## Activity
Copy out, from the data, each line containing the string "ridge".

· · · · ·

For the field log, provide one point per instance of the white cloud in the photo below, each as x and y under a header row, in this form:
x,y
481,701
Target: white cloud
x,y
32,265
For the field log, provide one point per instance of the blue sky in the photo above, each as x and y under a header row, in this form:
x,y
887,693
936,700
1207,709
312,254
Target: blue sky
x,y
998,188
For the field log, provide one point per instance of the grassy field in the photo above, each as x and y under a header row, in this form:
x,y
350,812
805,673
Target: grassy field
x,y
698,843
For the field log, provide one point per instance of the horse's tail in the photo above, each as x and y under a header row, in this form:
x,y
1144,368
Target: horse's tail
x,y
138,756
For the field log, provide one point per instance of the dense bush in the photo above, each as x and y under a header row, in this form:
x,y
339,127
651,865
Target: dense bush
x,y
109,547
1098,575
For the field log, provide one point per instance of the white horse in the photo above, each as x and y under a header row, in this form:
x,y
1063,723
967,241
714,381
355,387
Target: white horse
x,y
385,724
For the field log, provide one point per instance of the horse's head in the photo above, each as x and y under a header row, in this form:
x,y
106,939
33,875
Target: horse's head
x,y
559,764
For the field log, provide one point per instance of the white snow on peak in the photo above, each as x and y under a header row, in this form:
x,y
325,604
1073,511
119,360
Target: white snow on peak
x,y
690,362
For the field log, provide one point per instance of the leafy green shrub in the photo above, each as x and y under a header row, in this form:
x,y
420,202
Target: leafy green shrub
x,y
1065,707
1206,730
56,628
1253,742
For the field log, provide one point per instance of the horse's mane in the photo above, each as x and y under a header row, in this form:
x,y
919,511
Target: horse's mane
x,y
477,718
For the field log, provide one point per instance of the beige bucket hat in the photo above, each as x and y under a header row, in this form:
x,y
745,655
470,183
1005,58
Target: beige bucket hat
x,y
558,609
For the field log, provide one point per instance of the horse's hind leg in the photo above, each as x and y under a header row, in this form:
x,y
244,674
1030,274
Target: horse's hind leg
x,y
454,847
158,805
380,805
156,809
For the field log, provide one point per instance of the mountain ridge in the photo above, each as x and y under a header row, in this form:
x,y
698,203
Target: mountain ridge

· · · · ·

## Result of this exercise
For the field log, provide one point per instance of the mountain ridge in the photo above, each as x and y under a header row, in this form:
Target: mountain ridge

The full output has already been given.